TASK:
Rename "guardrail" to "crash barrier" in the part that opens with the line containing "Mark the region of each instance of the guardrail;" and closes with the line containing "72 176 L 73", then give back only those lines with nothing else changed.

--- START EXTRACTED ENTRIES ---

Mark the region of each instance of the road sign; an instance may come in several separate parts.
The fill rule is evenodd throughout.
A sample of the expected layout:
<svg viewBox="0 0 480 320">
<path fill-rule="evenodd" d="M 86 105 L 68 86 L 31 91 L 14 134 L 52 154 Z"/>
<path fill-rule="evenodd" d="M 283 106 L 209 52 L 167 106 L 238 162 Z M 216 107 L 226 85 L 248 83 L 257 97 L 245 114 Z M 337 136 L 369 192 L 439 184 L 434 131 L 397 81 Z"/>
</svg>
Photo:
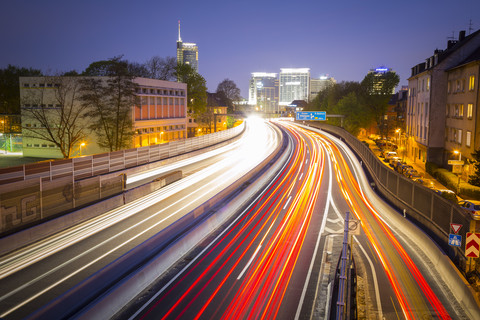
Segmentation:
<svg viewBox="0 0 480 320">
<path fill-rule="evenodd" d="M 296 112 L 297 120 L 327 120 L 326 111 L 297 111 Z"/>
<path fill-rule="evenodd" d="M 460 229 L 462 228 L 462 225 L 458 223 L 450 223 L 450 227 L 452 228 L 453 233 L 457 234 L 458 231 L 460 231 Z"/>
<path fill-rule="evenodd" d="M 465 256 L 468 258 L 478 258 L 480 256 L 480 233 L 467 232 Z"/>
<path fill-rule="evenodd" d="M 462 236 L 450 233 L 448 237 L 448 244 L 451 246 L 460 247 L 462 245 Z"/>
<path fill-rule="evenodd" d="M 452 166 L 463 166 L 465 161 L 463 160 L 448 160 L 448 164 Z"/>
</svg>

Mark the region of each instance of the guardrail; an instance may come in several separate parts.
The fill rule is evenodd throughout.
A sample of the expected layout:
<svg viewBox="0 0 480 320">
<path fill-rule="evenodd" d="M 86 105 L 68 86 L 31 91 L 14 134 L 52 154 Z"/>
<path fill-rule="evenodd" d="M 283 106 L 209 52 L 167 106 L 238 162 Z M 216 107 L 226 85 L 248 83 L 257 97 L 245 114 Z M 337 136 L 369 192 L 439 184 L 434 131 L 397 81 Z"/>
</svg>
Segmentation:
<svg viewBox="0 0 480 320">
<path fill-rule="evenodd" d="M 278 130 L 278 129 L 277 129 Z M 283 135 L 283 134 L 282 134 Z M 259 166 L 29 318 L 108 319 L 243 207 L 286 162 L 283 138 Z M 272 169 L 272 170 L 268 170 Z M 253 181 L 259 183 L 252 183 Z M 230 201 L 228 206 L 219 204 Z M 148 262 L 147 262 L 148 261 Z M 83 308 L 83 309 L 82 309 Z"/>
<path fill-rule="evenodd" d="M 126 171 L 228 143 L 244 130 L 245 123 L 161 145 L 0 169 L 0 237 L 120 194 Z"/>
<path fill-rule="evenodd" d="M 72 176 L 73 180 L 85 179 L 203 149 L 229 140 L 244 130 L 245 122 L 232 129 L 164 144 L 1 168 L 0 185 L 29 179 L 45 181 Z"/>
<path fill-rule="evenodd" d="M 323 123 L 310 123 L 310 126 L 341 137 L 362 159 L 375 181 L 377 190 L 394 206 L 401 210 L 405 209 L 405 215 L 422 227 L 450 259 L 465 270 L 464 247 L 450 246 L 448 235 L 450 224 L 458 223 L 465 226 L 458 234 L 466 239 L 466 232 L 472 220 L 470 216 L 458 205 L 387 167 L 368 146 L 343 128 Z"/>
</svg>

--- END EXTRACTED ENTRIES ---
--- START EXTRACTED ENTRIES ---

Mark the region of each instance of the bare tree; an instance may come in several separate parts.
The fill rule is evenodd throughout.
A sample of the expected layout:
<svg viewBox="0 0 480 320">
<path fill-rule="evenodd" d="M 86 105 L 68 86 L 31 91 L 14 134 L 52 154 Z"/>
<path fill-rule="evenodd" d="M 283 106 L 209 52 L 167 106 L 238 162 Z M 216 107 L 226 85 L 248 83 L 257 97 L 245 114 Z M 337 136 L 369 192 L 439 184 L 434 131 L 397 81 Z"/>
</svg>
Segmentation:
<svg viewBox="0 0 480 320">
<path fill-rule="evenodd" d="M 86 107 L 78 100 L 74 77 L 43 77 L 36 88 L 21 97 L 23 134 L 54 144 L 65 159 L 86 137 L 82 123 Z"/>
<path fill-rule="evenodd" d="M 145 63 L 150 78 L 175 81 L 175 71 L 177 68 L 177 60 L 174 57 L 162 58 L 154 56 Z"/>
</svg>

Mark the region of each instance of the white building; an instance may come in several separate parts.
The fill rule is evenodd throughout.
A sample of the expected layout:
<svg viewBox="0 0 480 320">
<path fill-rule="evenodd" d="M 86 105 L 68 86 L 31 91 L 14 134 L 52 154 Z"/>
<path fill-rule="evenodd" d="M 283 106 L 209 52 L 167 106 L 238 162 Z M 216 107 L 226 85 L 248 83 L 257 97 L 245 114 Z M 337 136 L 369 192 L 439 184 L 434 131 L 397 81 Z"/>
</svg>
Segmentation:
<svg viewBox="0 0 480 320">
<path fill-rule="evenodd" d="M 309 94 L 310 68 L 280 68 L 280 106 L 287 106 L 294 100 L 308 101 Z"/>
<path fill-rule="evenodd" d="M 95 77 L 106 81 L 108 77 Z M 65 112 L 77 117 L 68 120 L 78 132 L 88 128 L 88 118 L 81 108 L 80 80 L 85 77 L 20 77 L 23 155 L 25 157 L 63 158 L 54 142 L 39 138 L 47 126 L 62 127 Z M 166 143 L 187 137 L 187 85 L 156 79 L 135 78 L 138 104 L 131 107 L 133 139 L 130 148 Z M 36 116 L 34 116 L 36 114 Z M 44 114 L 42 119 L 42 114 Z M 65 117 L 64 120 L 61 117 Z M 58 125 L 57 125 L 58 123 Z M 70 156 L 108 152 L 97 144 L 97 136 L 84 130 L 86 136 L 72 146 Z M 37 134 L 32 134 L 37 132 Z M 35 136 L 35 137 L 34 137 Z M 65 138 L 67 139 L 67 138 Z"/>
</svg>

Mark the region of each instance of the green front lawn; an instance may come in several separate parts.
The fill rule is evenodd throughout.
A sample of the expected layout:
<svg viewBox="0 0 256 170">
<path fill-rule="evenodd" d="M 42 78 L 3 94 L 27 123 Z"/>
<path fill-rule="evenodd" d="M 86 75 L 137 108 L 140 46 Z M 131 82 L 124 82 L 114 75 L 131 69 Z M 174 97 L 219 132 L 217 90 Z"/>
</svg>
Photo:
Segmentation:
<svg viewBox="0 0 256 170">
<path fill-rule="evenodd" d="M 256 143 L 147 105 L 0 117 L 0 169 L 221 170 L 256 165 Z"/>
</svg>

--- END EXTRACTED ENTRIES ---

REPLY:
Mark the region of each instance of the crash barrier; an instance may come in several separate parts.
The fill rule is evenodd throughout.
A sample of the expected layout:
<svg viewBox="0 0 480 320">
<path fill-rule="evenodd" d="M 86 105 L 68 86 L 31 91 L 14 134 L 52 154 Z"/>
<path fill-rule="evenodd" d="M 283 106 L 209 52 L 167 106 L 238 162 Z M 216 107 L 226 85 L 248 83 L 257 97 L 245 114 Z M 337 136 L 369 192 L 439 184 L 434 131 L 397 81 Z"/>
</svg>
Segmentation:
<svg viewBox="0 0 480 320">
<path fill-rule="evenodd" d="M 278 130 L 278 129 L 277 129 Z M 283 135 L 283 134 L 282 134 Z M 259 166 L 29 318 L 108 319 L 243 207 L 286 162 L 283 138 Z M 272 169 L 272 170 L 268 170 Z M 253 181 L 259 183 L 252 183 Z M 230 201 L 228 206 L 219 204 Z M 148 262 L 147 262 L 148 261 Z M 83 308 L 83 309 L 82 309 Z"/>
<path fill-rule="evenodd" d="M 126 171 L 228 143 L 244 130 L 245 123 L 161 145 L 0 169 L 0 237 L 120 194 Z"/>
<path fill-rule="evenodd" d="M 72 176 L 73 180 L 85 179 L 203 149 L 229 140 L 244 130 L 245 122 L 232 129 L 164 144 L 1 168 L 0 185 L 29 179 L 45 181 Z"/>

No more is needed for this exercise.